◆ Given instruction ◆
List every four-digit calendar year that appears in the passage below on U.S. workers' union rights.

##### Selected passage

Nearly three decades later, Congress passed the National Labor Relations Act of 1935 (NLRA), guaranteeing workers the opportunity to do something most had never been able to do before—join a union. Under this legislation, workers could bargain together, take collective action, and even strike when necessary to achieve better working conditions. The new law represented a sea change for the average worker, who could for the first time exercise power effectively as part of a collective unit rather than remain helpless alone.
In the 79 years since the passage of the NLRA, a variety of social and policy issues have converged to dilute both workers’ opportunities to join unions and the power wielded by existing unions in the United States. Justice on the Job examines these issues, scrutinizes flaws in the current state of the U.S. labor movement, and ultimately argues that robust organized labor is good for society.
Justice on the Job is a collection of 13 papers that were originally presented at a 2002 conference on workers’ rights cosponsored by Michigan State University and the AFL–CIO. The collection has five parts, which the editors readily admit are designed to support a singular point of view: “legal protection for workers’ rights in the United States is low, and this situation is adversely affecting the well-being of society as a whole.”
Part 1 is composed of three sections that seek to answer the following question: Are U.S. workers truly free to form unions and bargain collectively? Here, it is acknowledged that U.S. policy affecting workers’ ability to form and join unions reflects a natural tension between employees’ human rights of free speech and association, on the one hand, and the employers’ property rights, on the other. Citing the United Nations Universal Declaration on Human Rights, the authors argue that, because the right to form and join trade unions is internationally recognized as a fundamental right, public policy should place workers’ human right to bargain collectively before employers’ property rights.
After establishing workers’ collective bargaining rights as fundamental, the authors proceed to draw unflattering comparisons between U.S. labor standards and international norms. The brunt of their criticism is directed at National Labor Relations Board (NLRB) election procedures, the primary means by which private sector workers choose union representation. While acknowledging that NLRB procedures are not inherently unfair, the authors conclude that employers have gained a level of control over the process that is unduly coercive in the private sector. Public sector unions are not spared from this criticism either: the authors provide a state-level analysis showing that half of the 50 states have no collective bargaining rights for public employees and that, of those which do allow collective action, many place significant restrictions on the unions’ bargaining power.
Part 2 examines why the freedom to form unions is important to society. This section begins with a first-of-its-kind analysis of content drawn from the first contracts of 175 public and private sector labor unions from 1987 through 1996. The vast majority of these contracts offer employment protections beyond mere employment at will, including antidiscrimination clauses and grievance procedures to protect employees from arbitrary termination. Such extended protections are deemed significant victories for workers.

##########
##### Material shown

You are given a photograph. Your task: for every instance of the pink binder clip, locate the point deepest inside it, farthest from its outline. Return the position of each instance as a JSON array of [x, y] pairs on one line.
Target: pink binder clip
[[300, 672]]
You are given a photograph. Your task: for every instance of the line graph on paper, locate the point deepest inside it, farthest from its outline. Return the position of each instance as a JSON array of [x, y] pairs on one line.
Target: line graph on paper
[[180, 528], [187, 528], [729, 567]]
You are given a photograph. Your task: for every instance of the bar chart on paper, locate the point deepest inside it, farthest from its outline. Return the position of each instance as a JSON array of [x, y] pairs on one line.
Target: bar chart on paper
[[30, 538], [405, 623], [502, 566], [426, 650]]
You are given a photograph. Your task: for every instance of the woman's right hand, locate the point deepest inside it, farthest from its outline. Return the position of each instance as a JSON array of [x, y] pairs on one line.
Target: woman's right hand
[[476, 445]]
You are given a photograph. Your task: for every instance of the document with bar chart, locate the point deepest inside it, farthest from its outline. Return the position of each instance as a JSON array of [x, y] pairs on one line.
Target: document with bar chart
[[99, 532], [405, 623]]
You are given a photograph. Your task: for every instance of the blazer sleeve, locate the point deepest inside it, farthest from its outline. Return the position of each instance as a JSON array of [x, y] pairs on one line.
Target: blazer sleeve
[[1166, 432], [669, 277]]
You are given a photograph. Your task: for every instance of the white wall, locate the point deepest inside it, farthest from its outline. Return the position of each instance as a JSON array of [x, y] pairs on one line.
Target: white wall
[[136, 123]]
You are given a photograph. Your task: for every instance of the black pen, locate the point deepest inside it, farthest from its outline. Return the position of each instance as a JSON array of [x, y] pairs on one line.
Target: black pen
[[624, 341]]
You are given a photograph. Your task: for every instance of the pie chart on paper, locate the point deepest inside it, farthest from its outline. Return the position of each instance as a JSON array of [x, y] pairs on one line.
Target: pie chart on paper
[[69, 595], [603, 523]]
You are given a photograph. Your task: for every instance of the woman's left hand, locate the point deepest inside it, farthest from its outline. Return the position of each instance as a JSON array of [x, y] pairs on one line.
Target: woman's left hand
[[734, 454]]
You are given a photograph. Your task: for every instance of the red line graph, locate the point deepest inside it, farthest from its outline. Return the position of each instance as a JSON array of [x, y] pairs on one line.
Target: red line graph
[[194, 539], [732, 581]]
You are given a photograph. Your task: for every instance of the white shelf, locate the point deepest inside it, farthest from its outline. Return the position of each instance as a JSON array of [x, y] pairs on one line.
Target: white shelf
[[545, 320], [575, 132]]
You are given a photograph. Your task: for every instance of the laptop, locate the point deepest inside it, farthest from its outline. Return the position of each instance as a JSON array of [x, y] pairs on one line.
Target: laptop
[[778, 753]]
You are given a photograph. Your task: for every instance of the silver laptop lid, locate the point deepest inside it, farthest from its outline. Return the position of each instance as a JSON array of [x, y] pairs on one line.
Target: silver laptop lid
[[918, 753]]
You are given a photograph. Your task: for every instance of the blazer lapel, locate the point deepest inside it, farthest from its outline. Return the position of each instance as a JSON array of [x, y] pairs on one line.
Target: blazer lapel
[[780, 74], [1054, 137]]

##########

◆ Exercise response ◆
1935, 2002, 1987, 1996